- **Items from a dataset**
____

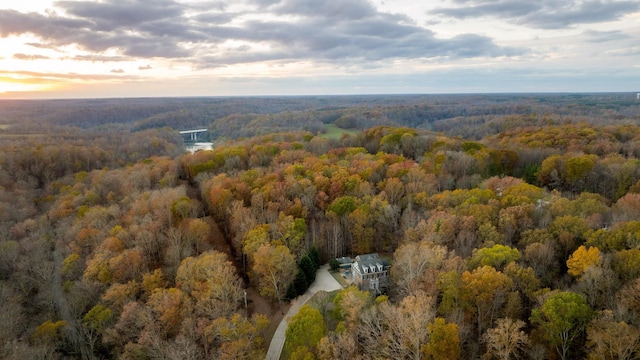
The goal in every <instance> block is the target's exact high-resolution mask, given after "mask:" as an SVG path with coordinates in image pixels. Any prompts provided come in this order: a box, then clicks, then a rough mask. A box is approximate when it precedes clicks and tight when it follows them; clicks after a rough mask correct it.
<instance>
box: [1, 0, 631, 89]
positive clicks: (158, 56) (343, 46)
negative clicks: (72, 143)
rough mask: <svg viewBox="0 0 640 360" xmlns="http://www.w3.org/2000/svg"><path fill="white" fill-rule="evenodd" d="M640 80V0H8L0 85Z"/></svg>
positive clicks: (563, 83) (183, 85)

____

- **Brief**
Pull every line with the string "positive" from the data above.

- **Answer to the problem**
positive clicks: (158, 56) (343, 46)
positive clicks: (563, 83) (183, 85)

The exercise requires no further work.